Exercise data:
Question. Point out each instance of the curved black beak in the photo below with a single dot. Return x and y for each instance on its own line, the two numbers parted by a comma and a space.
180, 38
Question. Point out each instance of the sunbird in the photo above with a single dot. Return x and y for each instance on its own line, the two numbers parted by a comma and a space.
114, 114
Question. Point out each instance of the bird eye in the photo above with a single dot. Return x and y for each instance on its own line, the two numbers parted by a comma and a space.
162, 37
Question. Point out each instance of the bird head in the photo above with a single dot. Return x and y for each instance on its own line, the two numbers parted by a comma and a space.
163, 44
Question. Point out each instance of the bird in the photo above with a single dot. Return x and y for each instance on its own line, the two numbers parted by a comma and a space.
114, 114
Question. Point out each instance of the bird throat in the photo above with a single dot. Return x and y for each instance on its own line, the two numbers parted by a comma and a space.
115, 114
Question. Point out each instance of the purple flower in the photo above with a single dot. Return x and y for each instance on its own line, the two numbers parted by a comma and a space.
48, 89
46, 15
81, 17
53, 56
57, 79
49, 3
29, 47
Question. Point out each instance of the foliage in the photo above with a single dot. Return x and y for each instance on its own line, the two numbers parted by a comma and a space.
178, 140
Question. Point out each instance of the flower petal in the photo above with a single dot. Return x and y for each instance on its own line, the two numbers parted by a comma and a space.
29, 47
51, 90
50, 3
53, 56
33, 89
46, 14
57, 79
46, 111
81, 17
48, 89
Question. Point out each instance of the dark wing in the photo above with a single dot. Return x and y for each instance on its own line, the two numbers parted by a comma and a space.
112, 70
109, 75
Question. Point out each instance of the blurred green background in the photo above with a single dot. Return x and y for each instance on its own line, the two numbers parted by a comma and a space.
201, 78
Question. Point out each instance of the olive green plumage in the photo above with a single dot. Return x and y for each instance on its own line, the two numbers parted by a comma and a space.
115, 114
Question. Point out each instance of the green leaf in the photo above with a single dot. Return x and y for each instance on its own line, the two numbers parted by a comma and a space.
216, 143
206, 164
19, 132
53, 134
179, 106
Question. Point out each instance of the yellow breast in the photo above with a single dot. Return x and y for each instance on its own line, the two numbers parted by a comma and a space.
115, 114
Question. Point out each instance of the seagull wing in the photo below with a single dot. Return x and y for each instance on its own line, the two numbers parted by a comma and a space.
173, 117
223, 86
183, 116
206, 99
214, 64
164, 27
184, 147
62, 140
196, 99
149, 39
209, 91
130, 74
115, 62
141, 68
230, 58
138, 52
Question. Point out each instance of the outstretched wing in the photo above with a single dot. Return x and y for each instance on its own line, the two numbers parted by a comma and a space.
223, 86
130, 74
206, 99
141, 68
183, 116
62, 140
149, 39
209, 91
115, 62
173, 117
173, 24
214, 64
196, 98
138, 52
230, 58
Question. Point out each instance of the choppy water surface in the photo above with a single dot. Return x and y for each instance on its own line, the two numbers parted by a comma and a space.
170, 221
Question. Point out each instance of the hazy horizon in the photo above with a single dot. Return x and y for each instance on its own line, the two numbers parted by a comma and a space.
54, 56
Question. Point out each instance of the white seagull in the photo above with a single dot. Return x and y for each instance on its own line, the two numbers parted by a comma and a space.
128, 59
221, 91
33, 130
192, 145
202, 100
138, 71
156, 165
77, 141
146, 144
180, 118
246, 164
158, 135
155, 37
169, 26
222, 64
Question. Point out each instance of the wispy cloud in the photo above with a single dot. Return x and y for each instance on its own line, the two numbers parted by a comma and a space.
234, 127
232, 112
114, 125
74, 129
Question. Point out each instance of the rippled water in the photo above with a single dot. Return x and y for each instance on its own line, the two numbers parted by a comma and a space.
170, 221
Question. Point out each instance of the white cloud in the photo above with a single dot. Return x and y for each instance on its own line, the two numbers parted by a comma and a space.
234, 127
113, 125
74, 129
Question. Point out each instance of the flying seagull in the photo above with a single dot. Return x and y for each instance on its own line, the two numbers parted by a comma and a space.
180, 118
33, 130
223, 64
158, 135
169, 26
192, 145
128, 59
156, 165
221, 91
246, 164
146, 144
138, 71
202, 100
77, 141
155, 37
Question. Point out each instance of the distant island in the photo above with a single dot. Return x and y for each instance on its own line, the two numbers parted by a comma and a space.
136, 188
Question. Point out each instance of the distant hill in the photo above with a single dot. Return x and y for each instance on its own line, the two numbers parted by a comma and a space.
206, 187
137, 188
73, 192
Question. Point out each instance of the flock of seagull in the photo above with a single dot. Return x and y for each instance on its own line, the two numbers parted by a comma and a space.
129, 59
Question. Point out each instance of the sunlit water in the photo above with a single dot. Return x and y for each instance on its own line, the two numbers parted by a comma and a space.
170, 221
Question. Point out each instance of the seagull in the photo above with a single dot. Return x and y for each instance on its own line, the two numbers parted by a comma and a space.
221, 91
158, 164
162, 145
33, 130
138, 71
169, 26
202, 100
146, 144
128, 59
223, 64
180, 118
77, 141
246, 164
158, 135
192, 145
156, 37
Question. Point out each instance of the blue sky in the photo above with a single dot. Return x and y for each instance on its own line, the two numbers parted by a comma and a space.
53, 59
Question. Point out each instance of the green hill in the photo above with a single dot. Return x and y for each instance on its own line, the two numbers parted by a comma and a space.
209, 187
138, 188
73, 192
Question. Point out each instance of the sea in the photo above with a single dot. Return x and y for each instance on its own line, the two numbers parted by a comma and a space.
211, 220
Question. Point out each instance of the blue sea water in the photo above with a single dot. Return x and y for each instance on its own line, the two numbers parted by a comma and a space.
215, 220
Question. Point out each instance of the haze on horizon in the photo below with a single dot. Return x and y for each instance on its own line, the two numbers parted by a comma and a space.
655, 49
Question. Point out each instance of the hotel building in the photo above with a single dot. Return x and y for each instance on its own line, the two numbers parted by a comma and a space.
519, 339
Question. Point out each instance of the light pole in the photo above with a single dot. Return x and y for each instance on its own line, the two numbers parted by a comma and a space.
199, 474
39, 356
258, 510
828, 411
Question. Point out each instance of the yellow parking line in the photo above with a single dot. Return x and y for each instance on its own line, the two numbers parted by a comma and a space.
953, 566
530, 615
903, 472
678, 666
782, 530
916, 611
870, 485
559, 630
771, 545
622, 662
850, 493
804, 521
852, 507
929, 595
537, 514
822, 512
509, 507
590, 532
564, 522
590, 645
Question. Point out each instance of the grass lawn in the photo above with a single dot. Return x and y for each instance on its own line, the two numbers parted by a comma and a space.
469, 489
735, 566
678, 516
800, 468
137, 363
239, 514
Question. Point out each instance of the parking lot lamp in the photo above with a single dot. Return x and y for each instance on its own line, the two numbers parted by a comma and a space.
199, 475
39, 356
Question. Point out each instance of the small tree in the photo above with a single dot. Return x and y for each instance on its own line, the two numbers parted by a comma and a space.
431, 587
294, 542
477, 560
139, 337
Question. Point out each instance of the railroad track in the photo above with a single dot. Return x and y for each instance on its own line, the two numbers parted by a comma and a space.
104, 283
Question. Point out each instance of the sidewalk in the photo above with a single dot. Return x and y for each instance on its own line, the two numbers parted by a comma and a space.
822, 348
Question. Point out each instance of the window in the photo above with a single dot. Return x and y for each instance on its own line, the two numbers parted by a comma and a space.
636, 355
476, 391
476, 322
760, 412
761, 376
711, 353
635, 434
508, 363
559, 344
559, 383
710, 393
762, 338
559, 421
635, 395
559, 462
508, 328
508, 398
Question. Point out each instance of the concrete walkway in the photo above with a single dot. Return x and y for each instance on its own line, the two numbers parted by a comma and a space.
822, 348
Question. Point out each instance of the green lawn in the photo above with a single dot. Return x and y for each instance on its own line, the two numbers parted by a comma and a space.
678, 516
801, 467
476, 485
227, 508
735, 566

Task directions: Would you write out all of the data exactly as given?

Written response:
Question. Point out each instance of the curved black beak in the photo below with a single dot. Return x and y for each instance on its own line, the two numbers parted by a comma and a space.
180, 38
Question. Point out each instance of the sunbird in the photo above with a single dot. Return x and y for each instance on its own line, the two numbers parted by a comma and a space.
114, 114
Question. Point out each instance of the bird eye in the photo above with a single dot. Return x and y for each instance on its own line, the two numbers parted by a comma and a space.
162, 37
Question. Point out each instance of the bird head in the photo above with a single dot. Return x and y for each instance on its own line, the two numbers parted by a comma and a space.
163, 44
Question. Point out each instance of the bird in the photo above with a single dot. Return x and y for each instance on its own line, the two numbers parted by a comma and a space.
114, 114
Question. Point out each instance of the bird throat in the photo above with a single dot. Return x and y for each instance on its own line, the two numbers parted by a comma and a space.
115, 114
Question. Point out each instance of the purple flower in the photo above with a single dot. Return x and y for each instance on its own line, the two numbers parted by a comma and a space.
48, 89
46, 15
81, 17
53, 56
57, 79
49, 3
29, 47
Question. Point out each instance of the foliage in the photo above with a single dot. Return x and y for each instance on its own line, the two numbers parted by a comma and a space.
178, 140
Question. Point out each instance of the flower petal in the photo above with a single dot. Return x and y for each instance on its own line, the two numbers parted by a comma and a space.
29, 47
51, 90
50, 3
53, 56
33, 89
46, 14
57, 79
46, 111
81, 17
48, 89
Question. Point out each instance of the dark wing in the photo above with a single dot. Return x and y for each instance on its own line, the two numbers parted by a comma and a space.
112, 70
109, 75
Question. Point out each instance of the blurred green background in the photo above with a single dot. Return x and y for each instance on its own line, the two numbers parted by a comma and a space.
201, 78
Question. Point out each instance of the olive green plumage in the photo above with a single dot. Return x and y for each instance on its own line, the two numbers parted by a comma and a space.
115, 114
Question. Point out each instance of the green leaf in the photo above with a single dot. Return x and y for each instance on its own line, the two numbers parted by a comma and a space.
216, 143
206, 164
19, 132
53, 134
179, 106
Question. Point out each instance of the yellow breast in the photo above with a single dot. Return x and y for each instance on its own line, the two numbers parted by a comma and a space.
115, 114
Question. Point out each instance of the seagull wing in the photo below with a single dot. Return x and y for each instance on its own line, the two numbers parted by a comma and a space.
173, 117
223, 86
183, 116
206, 99
214, 64
164, 27
184, 147
62, 140
196, 99
149, 39
209, 91
130, 74
115, 62
141, 68
230, 58
138, 52
Question. Point out each instance of the outstretched wing in the photo above with a single dot. Return x and y for each instance on its own line, the two numbers parted by a comma and a space.
223, 86
130, 74
206, 99
141, 68
183, 116
62, 140
149, 39
209, 91
115, 62
173, 117
173, 24
214, 64
196, 98
138, 52
230, 58
Question. Point out each instance of the choppy water surface in the photo above with a single dot. Return x and y for each instance on its own line, the two numbers parted by a comma and a space.
170, 221
Question. Point out each instance of the hazy horizon in the photo above with a single dot. Return x and y for each instance on its own line, the two numbers parted by a comma and a space.
54, 56
Question. Point out each instance of the white seagull in the photo above with a single dot. Return x and y for each instance on its own line, the two numbers parted by a comma and a space.
128, 59
221, 91
33, 130
192, 145
202, 100
138, 71
156, 165
77, 141
146, 144
180, 118
246, 164
158, 135
155, 37
169, 26
222, 64
Question. Point out each instance of the wispy cloud in the photo above with a single dot. Return x and y for each instance on its own line, the two numbers parted by a comma and a space.
234, 127
232, 112
114, 125
74, 129
Question. Point out each instance of the rippled water in the photo above with a single dot. Return x and y for each instance on its own line, the two numbers parted by a comma and a space.
170, 221
Question. Point out each instance of the white cloud in the photo above with a single dot. Return x and y for each instance on its own line, the two numbers parted by a comma and a space.
234, 127
113, 125
74, 129
Question. Point out each instance of the flying seagull in the photo above with a single dot. Return x and y for each instance on its own line, the two numbers parted by a comma and a space.
180, 118
33, 130
223, 64
158, 135
169, 26
192, 145
128, 59
156, 165
221, 91
246, 164
146, 144
138, 71
202, 100
77, 141
155, 37
Question. Point out each instance of the distant island in the photo above with a single dot. Return x and y for each instance on its own line, the two numbers parted by a comma and a space.
136, 188
Question. Point out each instance of the distant hill in the photo above with a single dot. Return x and y for each instance on its own line, the two numbers parted by a comma and a space.
206, 187
137, 188
73, 192
Question. Point out each instance of the flock of seagull in the photo above with a single dot. Return x and y for each instance on its own line, the two numbers parted by a comma and a space.
129, 59
Question. Point out each instance of the sunlit water in the photo above with a single dot. Return x and y for each instance on its own line, the two numbers parted by a comma and a space.
170, 221
Question. Point out each instance of the seagull in the photo above with a single dot. Return x and y for each instance on its own line, the two numbers parted by a comma and a space.
221, 91
158, 164
162, 145
33, 130
138, 71
169, 26
202, 100
146, 144
128, 59
223, 64
180, 118
77, 141
246, 164
158, 135
192, 145
156, 37
Question. Point out each instance of the blue sky in the photo above with a single dot. Return x and y for each instance on its own line, the two numbers parted by a comma and a space.
53, 59
Question. Point out each instance of the green hill in the photo above with a single dot. Return x and y for each instance on its own line, the two numbers parted by a comma and a space.
209, 187
138, 188
73, 192
Question. Point out each instance of the sea in the photo above with a single dot. Return x and y for each instance on its own line, the two numbers parted by a comma and a space.
211, 220
Question. Point out each instance of the blue sea water in the photo above with a single dot. Return x and y for each instance on its own line, the two numbers parted by a comma and a space.
215, 220
Question. Point out each instance of the haze on horizon in the photo below with a single dot. Return x and y for each instance on its own line, the two numbers parted by a comma and a space.
655, 49
Question. Point out each instance of the hotel building in the photo above with a single dot. Return x and y for each instance on its own line, the two numbers parted by a comma and a space.
519, 339
Question. Point out each instance of the light pole in the photo above with a single dot. Return x and y for each instance on its own line, the two numbers parted by a comma and a space.
199, 474
39, 356
258, 510
828, 411
Question. Point out each instance of the yellow parking line in the photo above with a single dot. Return x and y for each instance on its own line, the two numbers parted by a comma and a space.
953, 566
530, 615
903, 472
678, 666
782, 530
916, 611
870, 485
559, 630
771, 545
622, 662
850, 493
804, 521
852, 507
929, 595
537, 514
822, 512
509, 507
590, 532
564, 522
590, 645
Question. Point out each instance of the grass lawn in the photo above with a single dot. Return x and y for each instance on its own line, the two numbers parted by a comma and a space.
469, 489
735, 566
678, 516
800, 468
137, 363
239, 514
Question. Point out each instance of the parking lot lamp in the photo above with a single dot. Return x and y for each instance on its own line, the two numbers parted by a comma and a space.
199, 475
39, 356
Question. Point out each instance of the small tree in the photo above with a single dot. Return x and y for each instance on its own line, the two numbers parted by a comma and a space.
431, 587
294, 542
477, 560
139, 337
Question. Point out each instance of the railroad track in the photo above with a single dot. Return x and y for each instance on its own line, the two numbers parted by a comma and a space.
104, 283
Question. Point out each instance of the sidewalk in the photo above with a single dot. Return x and y for each instance on its own line, the two numbers parted by a comma and a space.
822, 348
Question. Point out each instance of the window in the photo above with a single dot. Return x and y for each instance on its own line, the two numbers parted by a comma and a space.
636, 355
476, 391
476, 322
760, 412
761, 376
711, 353
635, 434
508, 363
559, 344
559, 383
710, 393
762, 338
559, 421
635, 395
559, 462
508, 328
508, 398
Question. Point out each instance of the concrete walkway in the photo above with a single dot. Return x and y for each instance on its own line, the two numbers parted by a comma and a space.
822, 348
Question. Point out each instance of the green lawn in the photo above with a single dot. Return x and y for each instance on its own line, the two numbers parted by a comma and a space.
678, 516
801, 467
476, 485
227, 508
735, 566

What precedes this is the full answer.